Each line that follows should be printed again exactly as it stands.

— START DATASET —

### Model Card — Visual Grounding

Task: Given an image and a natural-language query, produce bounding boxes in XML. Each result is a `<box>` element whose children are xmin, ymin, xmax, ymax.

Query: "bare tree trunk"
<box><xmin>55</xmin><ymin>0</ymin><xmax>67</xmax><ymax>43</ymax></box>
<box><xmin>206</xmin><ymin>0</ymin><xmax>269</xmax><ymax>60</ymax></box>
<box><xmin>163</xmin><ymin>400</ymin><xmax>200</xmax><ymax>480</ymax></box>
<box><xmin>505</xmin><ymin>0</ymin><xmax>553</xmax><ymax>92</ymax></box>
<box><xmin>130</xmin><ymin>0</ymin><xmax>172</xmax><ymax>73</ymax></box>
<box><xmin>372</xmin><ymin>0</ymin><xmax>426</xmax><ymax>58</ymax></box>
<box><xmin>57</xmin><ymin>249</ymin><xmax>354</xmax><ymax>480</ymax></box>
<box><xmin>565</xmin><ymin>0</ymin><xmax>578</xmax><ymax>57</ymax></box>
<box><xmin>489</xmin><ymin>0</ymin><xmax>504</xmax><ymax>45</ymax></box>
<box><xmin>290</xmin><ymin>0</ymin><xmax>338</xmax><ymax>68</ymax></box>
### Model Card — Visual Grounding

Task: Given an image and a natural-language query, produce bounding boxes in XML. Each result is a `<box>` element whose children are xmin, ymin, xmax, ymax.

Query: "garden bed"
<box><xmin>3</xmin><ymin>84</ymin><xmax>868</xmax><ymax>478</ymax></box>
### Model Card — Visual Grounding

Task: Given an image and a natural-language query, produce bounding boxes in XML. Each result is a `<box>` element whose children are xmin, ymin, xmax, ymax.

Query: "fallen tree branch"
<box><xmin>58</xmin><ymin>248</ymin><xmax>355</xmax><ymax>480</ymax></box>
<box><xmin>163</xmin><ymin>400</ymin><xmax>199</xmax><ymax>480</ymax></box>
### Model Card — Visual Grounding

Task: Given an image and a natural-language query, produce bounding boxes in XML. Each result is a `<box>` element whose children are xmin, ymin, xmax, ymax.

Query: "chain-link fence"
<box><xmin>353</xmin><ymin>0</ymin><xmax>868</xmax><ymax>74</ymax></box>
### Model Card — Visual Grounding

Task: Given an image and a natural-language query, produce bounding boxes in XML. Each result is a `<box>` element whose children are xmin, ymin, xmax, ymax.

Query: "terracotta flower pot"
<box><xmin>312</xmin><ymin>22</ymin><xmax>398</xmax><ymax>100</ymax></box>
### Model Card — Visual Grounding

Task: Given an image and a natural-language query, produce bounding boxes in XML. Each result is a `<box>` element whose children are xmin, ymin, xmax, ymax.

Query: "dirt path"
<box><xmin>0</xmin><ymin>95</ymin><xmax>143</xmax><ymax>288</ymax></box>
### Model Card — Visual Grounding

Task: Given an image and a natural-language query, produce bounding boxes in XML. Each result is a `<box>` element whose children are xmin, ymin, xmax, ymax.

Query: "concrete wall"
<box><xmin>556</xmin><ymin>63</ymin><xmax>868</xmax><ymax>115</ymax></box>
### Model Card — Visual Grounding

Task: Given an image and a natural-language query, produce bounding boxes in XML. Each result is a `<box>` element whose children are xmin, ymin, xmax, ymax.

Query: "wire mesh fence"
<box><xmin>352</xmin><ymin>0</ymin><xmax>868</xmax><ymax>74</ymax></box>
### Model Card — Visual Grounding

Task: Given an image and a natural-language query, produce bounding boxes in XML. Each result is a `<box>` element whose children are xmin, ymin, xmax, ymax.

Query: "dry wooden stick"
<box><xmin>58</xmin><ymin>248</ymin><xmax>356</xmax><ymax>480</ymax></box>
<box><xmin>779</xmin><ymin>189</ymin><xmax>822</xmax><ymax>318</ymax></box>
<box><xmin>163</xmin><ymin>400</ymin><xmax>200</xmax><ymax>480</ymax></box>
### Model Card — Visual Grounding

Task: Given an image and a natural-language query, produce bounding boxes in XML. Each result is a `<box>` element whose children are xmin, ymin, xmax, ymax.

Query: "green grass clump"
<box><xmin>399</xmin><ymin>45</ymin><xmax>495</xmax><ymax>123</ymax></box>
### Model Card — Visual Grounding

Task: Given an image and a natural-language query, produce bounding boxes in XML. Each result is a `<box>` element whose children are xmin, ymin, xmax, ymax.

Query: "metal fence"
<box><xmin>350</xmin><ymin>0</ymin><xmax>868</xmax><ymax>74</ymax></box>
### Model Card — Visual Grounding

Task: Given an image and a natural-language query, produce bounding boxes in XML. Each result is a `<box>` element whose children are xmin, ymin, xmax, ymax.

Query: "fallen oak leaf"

— END DATASET —

ANSWER TO THE EXERCISE »
### Model Card — Visual Grounding

Task: Given an image and a natural-language query, produce bounding boxes in XML. Each result is a `<box>` element whose children are xmin, ymin, xmax, ymax.

Query: "bare tree trunk"
<box><xmin>55</xmin><ymin>0</ymin><xmax>67</xmax><ymax>43</ymax></box>
<box><xmin>206</xmin><ymin>0</ymin><xmax>269</xmax><ymax>60</ymax></box>
<box><xmin>163</xmin><ymin>400</ymin><xmax>200</xmax><ymax>480</ymax></box>
<box><xmin>505</xmin><ymin>0</ymin><xmax>553</xmax><ymax>92</ymax></box>
<box><xmin>130</xmin><ymin>0</ymin><xmax>172</xmax><ymax>73</ymax></box>
<box><xmin>372</xmin><ymin>0</ymin><xmax>426</xmax><ymax>58</ymax></box>
<box><xmin>57</xmin><ymin>249</ymin><xmax>354</xmax><ymax>480</ymax></box>
<box><xmin>565</xmin><ymin>0</ymin><xmax>578</xmax><ymax>57</ymax></box>
<box><xmin>489</xmin><ymin>0</ymin><xmax>504</xmax><ymax>45</ymax></box>
<box><xmin>290</xmin><ymin>0</ymin><xmax>338</xmax><ymax>68</ymax></box>
### Model Card — Visual Grounding

Task: Given an image and a natural-language query, produce bounding boxes in XML. Each result is a `<box>` element whose children are xmin, ymin, xmax, ymax.

Query: "garden bed"
<box><xmin>3</xmin><ymin>84</ymin><xmax>868</xmax><ymax>478</ymax></box>
### Model Card — Visual Grounding

Task: Given an image and a natural-language query, produce bounding boxes in XML. Each result is a `<box>` element whose children are xmin, ymin, xmax, ymax.

Query: "fallen tree branch"
<box><xmin>58</xmin><ymin>248</ymin><xmax>355</xmax><ymax>480</ymax></box>
<box><xmin>163</xmin><ymin>400</ymin><xmax>199</xmax><ymax>480</ymax></box>
### Model Card — Visual Grounding

Task: Given an image and a natural-language query, produce bounding boxes in XML. Each result is a `<box>` element whose children are xmin, ymin, xmax, ymax.

Query: "chain-link fence"
<box><xmin>353</xmin><ymin>0</ymin><xmax>868</xmax><ymax>74</ymax></box>
### Model Card — Visual Grounding

Task: Given an image and a natural-language query, produce bounding boxes in XML. Each result is a `<box>` element whose children are xmin, ymin, xmax, ymax.

Query: "terracotta flower pot"
<box><xmin>312</xmin><ymin>22</ymin><xmax>398</xmax><ymax>100</ymax></box>
### Model Card — Visual Grounding

Task: Given an image and a natural-language query, produce bounding boxes in XML. Each result is a `<box>` element whose children are xmin, ymin, xmax, ymax.

Query: "dirt path"
<box><xmin>0</xmin><ymin>95</ymin><xmax>143</xmax><ymax>288</ymax></box>
### Model Card — Visual Grounding

Task: Given an image and a natural-language query, produce bounding boxes in XML. Each result is a `<box>` element whose children are xmin, ymin, xmax, ymax.

Query: "concrete wall"
<box><xmin>556</xmin><ymin>63</ymin><xmax>868</xmax><ymax>115</ymax></box>
### Model Card — Visual Grounding

Task: Given an image and a natural-language query, produce bounding boxes in XML. Each result is a `<box>` element whose children are xmin, ymin, xmax, ymax.

Query: "wire mesh fence"
<box><xmin>352</xmin><ymin>0</ymin><xmax>868</xmax><ymax>74</ymax></box>
### Model Card — Visual Grounding

Task: Given an image and a natural-language query, produce bounding boxes in XML. Each result is a `<box>` element whose children are xmin, ymin, xmax, ymax.

Query: "dry wooden stick"
<box><xmin>58</xmin><ymin>248</ymin><xmax>356</xmax><ymax>480</ymax></box>
<box><xmin>779</xmin><ymin>189</ymin><xmax>822</xmax><ymax>318</ymax></box>
<box><xmin>163</xmin><ymin>400</ymin><xmax>200</xmax><ymax>480</ymax></box>
### Model Card — Visual Grounding

Task: Given an image and a natural-language query, produce bounding boxes in XML. Each result is a `<box>` element whose children are xmin, ymin, xmax, ymax.

Query: "green grass clump"
<box><xmin>399</xmin><ymin>45</ymin><xmax>495</xmax><ymax>123</ymax></box>
### Model Card — Visual Grounding

Task: Given an image and a natural-language query, produce bounding boxes in XML. Each result is a `<box>` element whose children are xmin, ymin, xmax, ymax.

Query: "metal fence"
<box><xmin>350</xmin><ymin>0</ymin><xmax>868</xmax><ymax>74</ymax></box>
### Model Card — Visual Grounding

Task: Given an image and a natural-language query, produce bounding boxes in XML. Each result is a `<box>` element whose children are xmin, ymin, xmax, ymax.

Query: "fallen oak leaf"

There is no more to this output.